━━ Data records ━━
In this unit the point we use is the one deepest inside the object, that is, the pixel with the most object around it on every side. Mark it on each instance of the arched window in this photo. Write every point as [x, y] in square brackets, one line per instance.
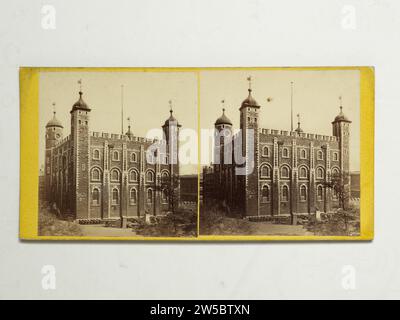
[320, 173]
[320, 193]
[285, 193]
[303, 193]
[149, 196]
[150, 176]
[284, 172]
[285, 153]
[265, 197]
[265, 151]
[96, 196]
[96, 176]
[133, 196]
[133, 176]
[265, 171]
[115, 155]
[114, 175]
[115, 196]
[303, 173]
[96, 154]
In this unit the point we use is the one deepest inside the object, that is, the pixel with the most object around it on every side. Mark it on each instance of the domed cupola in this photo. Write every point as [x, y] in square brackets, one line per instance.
[80, 104]
[341, 116]
[299, 129]
[171, 118]
[223, 119]
[54, 122]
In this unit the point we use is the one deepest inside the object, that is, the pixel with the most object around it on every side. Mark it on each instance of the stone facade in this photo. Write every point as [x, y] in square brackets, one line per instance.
[288, 172]
[100, 176]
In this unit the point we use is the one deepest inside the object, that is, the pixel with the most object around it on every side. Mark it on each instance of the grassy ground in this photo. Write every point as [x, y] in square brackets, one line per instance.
[181, 223]
[50, 225]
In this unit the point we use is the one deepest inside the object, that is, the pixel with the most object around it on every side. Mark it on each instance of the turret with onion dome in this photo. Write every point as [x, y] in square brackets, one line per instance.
[298, 129]
[341, 116]
[223, 119]
[80, 104]
[170, 122]
[129, 133]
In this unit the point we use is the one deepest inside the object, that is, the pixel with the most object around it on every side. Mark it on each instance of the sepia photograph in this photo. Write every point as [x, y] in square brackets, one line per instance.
[284, 156]
[109, 146]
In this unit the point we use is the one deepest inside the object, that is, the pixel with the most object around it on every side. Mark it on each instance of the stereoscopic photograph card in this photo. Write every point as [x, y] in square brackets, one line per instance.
[197, 154]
━━━
■ Written task ■
Send back the data above word for word, with the pictures left out.

■ Exercise result ■
In this unit the point we use is the one deepest inside the object, that is, the pixel with the most object around it on every side. Mark it on each instance of the arched window in this photo. Write every point as [x, y] in square brackets, one line per instance.
[320, 173]
[320, 193]
[285, 193]
[303, 193]
[149, 196]
[150, 176]
[284, 172]
[285, 153]
[265, 197]
[265, 151]
[96, 196]
[96, 176]
[133, 196]
[133, 176]
[265, 171]
[115, 155]
[114, 175]
[115, 196]
[303, 173]
[96, 154]
In this unit the point we use is the one deepest inside the object, that is, the pixel with the most object around it on every side. Mark it on each instance of the domed cupola in this photo. Write every point as [x, y] in square brackets, one line per instance.
[80, 104]
[341, 116]
[299, 129]
[171, 118]
[223, 119]
[54, 122]
In this unit the point we use is the one deepest inside the object, that is, the pixel with the most object around it on every side. Mark it on each instance of the stone facade in this photo. Write every point as [x, y] in square brackets, one line per instance.
[288, 172]
[100, 176]
In this unit the point we use is the one deepest inside the object, that is, the pixel with the most object around it on every side. Mark it on each instance of the grassy ground in this photo. Write every point as [x, y] in square brackets, one line per instance.
[181, 223]
[50, 225]
In this unit the point we use is the one deepest inside the object, that is, the pixel with the most object around it on every side. Mark it on each instance of the turret with onion dome in this photo. Write every point as [x, y] in square brackets, one line per instance.
[298, 129]
[341, 116]
[223, 119]
[80, 104]
[170, 122]
[129, 133]
In this unit the point we use is the one deepest inside the object, that is, the pixel with the most object around it on every side. Mark it on each instance of the sepia photograph in this photo. Write every point as [x, y] in square brackets, one line per instance.
[284, 156]
[109, 146]
In this unit the point we use is the one deepest inside the object, that is, the pixel with the most object around it on every side. Mark it on each instance of the stereoscopic photograph card in this photo. Write every point as [x, y] in square brackets, one line per instance.
[197, 154]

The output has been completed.